Document excerpt: Begin

Postprandial evaluation — If symptoms of hypoglycemia typically occur within five hours after eating, patients should be evaluated in the postprandial state (mixed-meal test).
For a mixed-meal diagnostic test, the patient consumes a non-liquid meal that usually leads to symptoms and is then observed for up to five hours [1]. Samples are collected for plasma glucose, insulin, C-peptide, and proinsulin prior to ingestion of the meal and every 30 minutes thereafter for five hours. If severe symptoms occur prior to five hours, samples for the above lab tests should be collected before the administration of carbohydrates (to assess for correction of symptoms). All glucose samples are sent for analysis. The samples for insulin, C-peptide, and proinsulin should be analyzed only in those samples in which plasma glucose is <60 mg/dL (3.3 mmol/L). If Whipple's triad is demonstrated, sulfonylureas, meglitinides, and antibodies to insulin should also be measured.
Standards for the interpretation of the mixed-meal test are not established. Thus, the interpretation of these test results is similar to when tests are done during a spontaneous episode of hypoglycemia or during a 72-hour fast (table 4). However, proinsulin has a much longer half-life in the circulation than insulin and accumulates for >2 hours after a meal [3,4]. (See 'Interpretation of data' below.)
An oral glucose tolerance test (OGTT) or a meal that is solely in liquid form (eg, Ensure) done in an effort to replicate postprandial symptoms should not be performed, because misleading results may be obtained, particularly in patients with prior upper gastrointestinal surgery and disordered gastric emptying in whom a liquid meal may precipitate dumping syndrome [5]. (See "Evaluation of postprandial symptoms of hypoglycemia in adults without diabetes", section on 'Postprandial syndrome'.)

Document excerpt: End
Supplied records: Begin

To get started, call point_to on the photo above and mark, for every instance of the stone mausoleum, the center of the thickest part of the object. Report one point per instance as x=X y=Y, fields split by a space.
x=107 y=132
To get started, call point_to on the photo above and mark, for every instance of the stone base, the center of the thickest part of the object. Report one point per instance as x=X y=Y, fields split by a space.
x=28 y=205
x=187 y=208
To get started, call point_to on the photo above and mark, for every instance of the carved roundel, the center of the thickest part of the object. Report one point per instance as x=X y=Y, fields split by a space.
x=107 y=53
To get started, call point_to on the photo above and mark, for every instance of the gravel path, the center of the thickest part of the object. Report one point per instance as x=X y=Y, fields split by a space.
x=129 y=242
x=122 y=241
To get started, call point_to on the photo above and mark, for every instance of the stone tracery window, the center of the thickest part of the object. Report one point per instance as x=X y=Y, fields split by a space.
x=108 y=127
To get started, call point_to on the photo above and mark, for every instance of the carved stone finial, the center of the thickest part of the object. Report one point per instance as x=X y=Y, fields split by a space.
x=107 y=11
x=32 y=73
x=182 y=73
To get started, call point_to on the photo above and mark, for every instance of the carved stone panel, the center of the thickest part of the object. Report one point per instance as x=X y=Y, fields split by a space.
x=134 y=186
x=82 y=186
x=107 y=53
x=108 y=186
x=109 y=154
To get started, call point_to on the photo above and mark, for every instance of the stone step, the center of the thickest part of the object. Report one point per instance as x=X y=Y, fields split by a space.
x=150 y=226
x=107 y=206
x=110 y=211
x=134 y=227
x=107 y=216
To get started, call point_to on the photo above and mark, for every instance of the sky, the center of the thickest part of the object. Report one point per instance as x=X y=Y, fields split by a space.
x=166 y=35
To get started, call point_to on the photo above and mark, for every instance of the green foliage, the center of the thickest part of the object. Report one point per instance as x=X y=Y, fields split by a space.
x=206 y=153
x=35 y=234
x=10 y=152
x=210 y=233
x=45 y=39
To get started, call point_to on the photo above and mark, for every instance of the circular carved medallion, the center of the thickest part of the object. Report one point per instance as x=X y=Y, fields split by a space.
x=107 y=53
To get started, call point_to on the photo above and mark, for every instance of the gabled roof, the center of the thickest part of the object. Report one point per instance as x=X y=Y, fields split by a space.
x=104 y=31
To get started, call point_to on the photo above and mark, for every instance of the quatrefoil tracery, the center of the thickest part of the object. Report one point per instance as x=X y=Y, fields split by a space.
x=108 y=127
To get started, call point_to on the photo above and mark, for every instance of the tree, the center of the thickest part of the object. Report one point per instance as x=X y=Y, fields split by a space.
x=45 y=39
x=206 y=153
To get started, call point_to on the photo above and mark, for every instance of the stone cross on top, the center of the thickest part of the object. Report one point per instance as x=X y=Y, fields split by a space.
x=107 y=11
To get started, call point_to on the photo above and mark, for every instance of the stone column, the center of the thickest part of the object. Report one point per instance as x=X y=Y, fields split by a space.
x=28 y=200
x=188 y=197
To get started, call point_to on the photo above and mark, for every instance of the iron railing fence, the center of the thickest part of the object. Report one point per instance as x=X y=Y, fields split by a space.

Supplied records: End

- [Work to complete]:
1. Reproduce the passage on the mixed-meal test for hypoglycemia from "An oral glucose" to "on 'Postprandial syndrome'.)".
2. Resume the text on postprandial testing for hypoglycemia, starting right after its final sentence.

- [Results of the tasks]:
1.
An oral glucose tolerance test (OGTT) or a meal that is solely in liquid form (eg, Ensure) done in an effort to replicate postprandial symptoms should not be performed, because misleading results may be obtained, particularly in patients with prior upper gastrointestinal surgery and disordered gastric emptying in whom a liquid meal may precipitate dumping syndrome [5]. (See "Evaluation of postprandial symptoms of hypoglycemia in adults without diabetes", section on 'Postprandial syndrome'.)

2.
72-hour fast — The purpose of the 72-hour fast is to provoke the homeostatic responses that keep blood glucose concentrations from falling to concentrations that cause symptoms in the absence of food. Increased release of glucagon, epinephrine, and, to a lesser degree, growth hormone and cortisol are the most important components of this response. All the hormonal responses begin well before the onset of symptomatic hypoglycemia. (See "Physiologic response to hypoglycemia in healthy individuals and patients with diabetes mellitus".)
Normal individuals do not have symptomatic hypoglycemia after a prolonged fast, because of a hormonally mediated increase in glucose production and/or lipolysis and ketone body production. Gluconeogenesis accounts for approximately 50 percent of glucose production after an overnight fast and for almost all glucose production after 42 hours or more of fasting [6].
The prolonged fast will result in hypoglycemia only if there is a defect in the ability to maintain normoglycemia due, for example, to an excess of insulin, which inhibits endogenous glucose production, as well as the transition to alternate sources of fuel and subsequent ketone production. The defect should be identifiable if appropriate testing is performed (table 4). (See 'Interpretation of data' below.)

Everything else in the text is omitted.